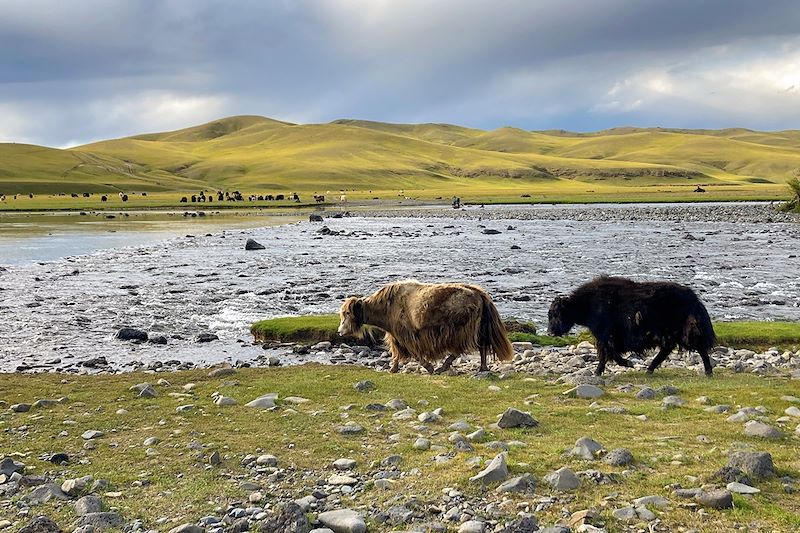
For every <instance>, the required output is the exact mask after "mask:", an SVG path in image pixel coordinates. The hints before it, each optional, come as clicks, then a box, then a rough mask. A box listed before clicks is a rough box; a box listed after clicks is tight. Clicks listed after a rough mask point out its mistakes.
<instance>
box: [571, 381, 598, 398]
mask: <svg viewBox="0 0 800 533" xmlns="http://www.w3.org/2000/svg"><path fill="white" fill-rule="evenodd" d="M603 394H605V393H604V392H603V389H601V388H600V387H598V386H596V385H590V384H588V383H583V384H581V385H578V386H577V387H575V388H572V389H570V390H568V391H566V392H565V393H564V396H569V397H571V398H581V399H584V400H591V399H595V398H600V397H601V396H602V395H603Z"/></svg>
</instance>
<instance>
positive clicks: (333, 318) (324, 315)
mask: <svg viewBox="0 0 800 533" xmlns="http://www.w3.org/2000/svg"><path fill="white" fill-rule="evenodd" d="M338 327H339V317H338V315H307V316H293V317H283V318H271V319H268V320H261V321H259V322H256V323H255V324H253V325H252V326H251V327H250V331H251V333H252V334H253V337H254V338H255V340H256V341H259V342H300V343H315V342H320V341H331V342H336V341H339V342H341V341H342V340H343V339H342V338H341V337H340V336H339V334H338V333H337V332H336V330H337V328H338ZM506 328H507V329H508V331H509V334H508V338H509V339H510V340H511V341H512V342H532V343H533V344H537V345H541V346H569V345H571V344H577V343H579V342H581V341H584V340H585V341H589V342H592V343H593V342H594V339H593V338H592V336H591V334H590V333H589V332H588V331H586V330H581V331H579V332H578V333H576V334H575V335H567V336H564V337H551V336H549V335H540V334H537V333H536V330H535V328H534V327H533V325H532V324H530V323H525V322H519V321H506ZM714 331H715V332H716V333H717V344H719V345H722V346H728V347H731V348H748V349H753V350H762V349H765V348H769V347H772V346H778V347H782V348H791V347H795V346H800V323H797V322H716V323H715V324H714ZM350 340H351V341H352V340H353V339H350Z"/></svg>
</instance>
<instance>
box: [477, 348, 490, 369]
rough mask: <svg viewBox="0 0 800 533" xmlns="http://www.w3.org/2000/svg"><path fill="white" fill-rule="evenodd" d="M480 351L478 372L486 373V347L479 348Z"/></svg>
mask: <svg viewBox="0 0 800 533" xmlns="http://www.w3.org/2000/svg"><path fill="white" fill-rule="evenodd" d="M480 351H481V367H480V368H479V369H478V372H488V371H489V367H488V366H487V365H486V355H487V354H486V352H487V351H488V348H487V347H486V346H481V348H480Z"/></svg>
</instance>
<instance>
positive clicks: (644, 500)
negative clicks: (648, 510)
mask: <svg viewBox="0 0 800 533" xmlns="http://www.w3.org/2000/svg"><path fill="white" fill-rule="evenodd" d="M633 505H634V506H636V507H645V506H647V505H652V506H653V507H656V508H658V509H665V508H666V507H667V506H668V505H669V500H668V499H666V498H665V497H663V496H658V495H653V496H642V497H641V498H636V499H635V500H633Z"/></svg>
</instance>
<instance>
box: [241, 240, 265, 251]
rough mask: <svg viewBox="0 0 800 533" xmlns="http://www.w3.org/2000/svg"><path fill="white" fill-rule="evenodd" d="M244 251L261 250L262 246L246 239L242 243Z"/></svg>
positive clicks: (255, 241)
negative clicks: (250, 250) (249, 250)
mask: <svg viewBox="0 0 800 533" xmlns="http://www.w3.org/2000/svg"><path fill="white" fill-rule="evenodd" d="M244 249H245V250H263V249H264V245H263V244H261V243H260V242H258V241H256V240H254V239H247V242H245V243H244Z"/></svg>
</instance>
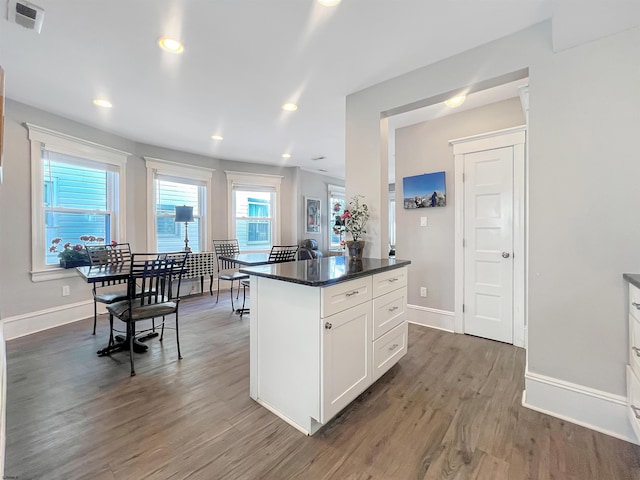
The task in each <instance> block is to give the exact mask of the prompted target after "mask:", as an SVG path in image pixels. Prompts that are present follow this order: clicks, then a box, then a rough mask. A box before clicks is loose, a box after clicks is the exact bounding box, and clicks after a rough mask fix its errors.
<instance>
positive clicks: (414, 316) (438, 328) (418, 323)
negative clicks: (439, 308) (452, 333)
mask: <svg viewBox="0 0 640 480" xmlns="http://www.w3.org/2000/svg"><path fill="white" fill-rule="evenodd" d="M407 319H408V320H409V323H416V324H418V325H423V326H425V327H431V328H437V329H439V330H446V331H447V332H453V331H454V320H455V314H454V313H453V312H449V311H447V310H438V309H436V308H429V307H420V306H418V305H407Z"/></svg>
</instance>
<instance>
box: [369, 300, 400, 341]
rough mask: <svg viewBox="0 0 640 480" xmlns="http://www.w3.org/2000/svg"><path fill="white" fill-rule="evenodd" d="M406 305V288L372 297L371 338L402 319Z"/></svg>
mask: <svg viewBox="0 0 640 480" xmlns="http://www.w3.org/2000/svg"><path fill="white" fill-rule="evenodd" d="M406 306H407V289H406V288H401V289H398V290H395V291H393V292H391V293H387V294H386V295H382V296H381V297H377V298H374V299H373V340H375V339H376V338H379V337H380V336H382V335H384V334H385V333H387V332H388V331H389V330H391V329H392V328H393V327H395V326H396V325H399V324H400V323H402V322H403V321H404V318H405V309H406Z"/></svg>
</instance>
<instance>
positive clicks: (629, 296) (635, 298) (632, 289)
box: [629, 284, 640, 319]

============

PROMPT:
Go through the material line by line and state how many lines hold "each", with no other words.

EXERCISE RESPONSE:
2